Goal:
Rewrite every one of the rows below, swapping "keypoint" for "marker" and changing nothing else. Omit the pictures from your answer.

Data in this exercise:
○ ○ ○
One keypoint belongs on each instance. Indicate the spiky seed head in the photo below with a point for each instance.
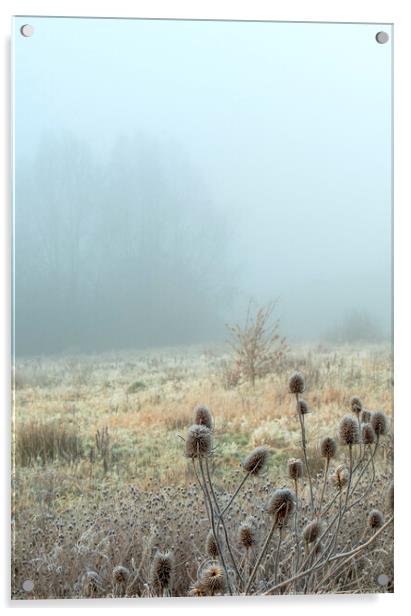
(349, 432)
(367, 434)
(296, 384)
(356, 405)
(203, 417)
(379, 423)
(92, 583)
(211, 546)
(341, 476)
(281, 504)
(328, 447)
(213, 581)
(365, 416)
(198, 441)
(375, 519)
(162, 571)
(247, 535)
(303, 407)
(312, 531)
(390, 497)
(256, 460)
(295, 468)
(120, 575)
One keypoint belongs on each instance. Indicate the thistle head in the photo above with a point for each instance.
(312, 531)
(296, 384)
(365, 416)
(341, 476)
(375, 519)
(367, 434)
(213, 581)
(203, 417)
(295, 468)
(356, 405)
(379, 423)
(198, 441)
(328, 447)
(256, 460)
(162, 571)
(211, 546)
(281, 504)
(349, 432)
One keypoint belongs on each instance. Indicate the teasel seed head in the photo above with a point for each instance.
(365, 416)
(281, 504)
(341, 476)
(198, 441)
(375, 519)
(356, 405)
(295, 468)
(296, 384)
(303, 407)
(312, 531)
(390, 497)
(256, 460)
(328, 447)
(213, 581)
(162, 571)
(367, 434)
(349, 433)
(247, 534)
(120, 575)
(211, 546)
(203, 417)
(379, 423)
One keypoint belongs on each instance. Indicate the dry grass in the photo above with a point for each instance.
(71, 515)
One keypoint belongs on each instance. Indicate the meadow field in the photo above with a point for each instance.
(107, 499)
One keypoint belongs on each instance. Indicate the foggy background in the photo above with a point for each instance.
(166, 172)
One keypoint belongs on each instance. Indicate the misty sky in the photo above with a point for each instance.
(268, 145)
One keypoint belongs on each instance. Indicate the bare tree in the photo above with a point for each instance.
(258, 346)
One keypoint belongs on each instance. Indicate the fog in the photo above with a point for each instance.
(166, 173)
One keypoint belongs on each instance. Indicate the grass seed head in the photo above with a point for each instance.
(198, 441)
(256, 460)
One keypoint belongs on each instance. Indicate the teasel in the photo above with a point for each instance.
(349, 433)
(211, 546)
(368, 434)
(328, 447)
(203, 417)
(213, 581)
(356, 405)
(365, 416)
(379, 423)
(341, 476)
(296, 383)
(375, 519)
(162, 572)
(255, 462)
(198, 441)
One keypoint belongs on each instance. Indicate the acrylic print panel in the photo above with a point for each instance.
○ ○ ○
Task answer:
One marker belongs on each instance. Indicate the spiky seed head in the photo below with a point for each instance.
(349, 432)
(367, 434)
(296, 384)
(356, 405)
(203, 417)
(379, 423)
(92, 583)
(211, 546)
(341, 476)
(281, 504)
(328, 447)
(213, 581)
(365, 416)
(198, 441)
(375, 519)
(162, 571)
(247, 535)
(303, 407)
(312, 531)
(390, 497)
(256, 460)
(295, 468)
(120, 575)
One marker belongs on each instance. Indicate the thistle head in the photo above with a point for each instance.
(312, 531)
(296, 384)
(365, 416)
(341, 476)
(375, 519)
(367, 434)
(213, 581)
(203, 417)
(295, 468)
(356, 405)
(379, 423)
(198, 441)
(328, 447)
(256, 460)
(162, 571)
(211, 546)
(281, 504)
(349, 432)
One marker belongs on each instance. Indicate the teasel seed head in the photo above with a point for each instance.
(365, 416)
(281, 504)
(341, 476)
(198, 441)
(375, 519)
(356, 405)
(295, 468)
(296, 384)
(303, 407)
(312, 531)
(390, 497)
(256, 460)
(328, 447)
(213, 581)
(162, 571)
(367, 434)
(349, 433)
(247, 534)
(120, 575)
(211, 546)
(203, 417)
(379, 423)
One marker belongs on each instance. Indicate the dry grass in the photo above with a point for each instance.
(71, 515)
One marker belongs on each instance. Indicate the meadow field in the photo above with a point for each instance.
(107, 499)
One marker belongs on each instance. Indicate the foggy background in the photo above with a point for each instance.
(166, 172)
One marker belongs on each instance. Indicate the misty sky in the photo above with a point for each instance.
(268, 145)
One marker belongs on each instance. Indicate the bare tree in the photo above with a point for each instance.
(258, 346)
One marker belongs on each instance. Indicate the fog in the photo above with a point for each instance.
(166, 173)
One marker belongs on each instance. Indicate the grass seed head in the photo above with a point for each instance.
(198, 441)
(256, 460)
One marker belongs on each instance. Indicate the teasel in the photo above with a point for each instance.
(349, 433)
(211, 546)
(368, 434)
(328, 447)
(203, 417)
(213, 581)
(356, 405)
(365, 416)
(379, 423)
(341, 476)
(296, 383)
(375, 519)
(162, 572)
(255, 462)
(198, 441)
One marker belongs on each instance. Indicate the acrylic print panel in the photo above with a point for each instance.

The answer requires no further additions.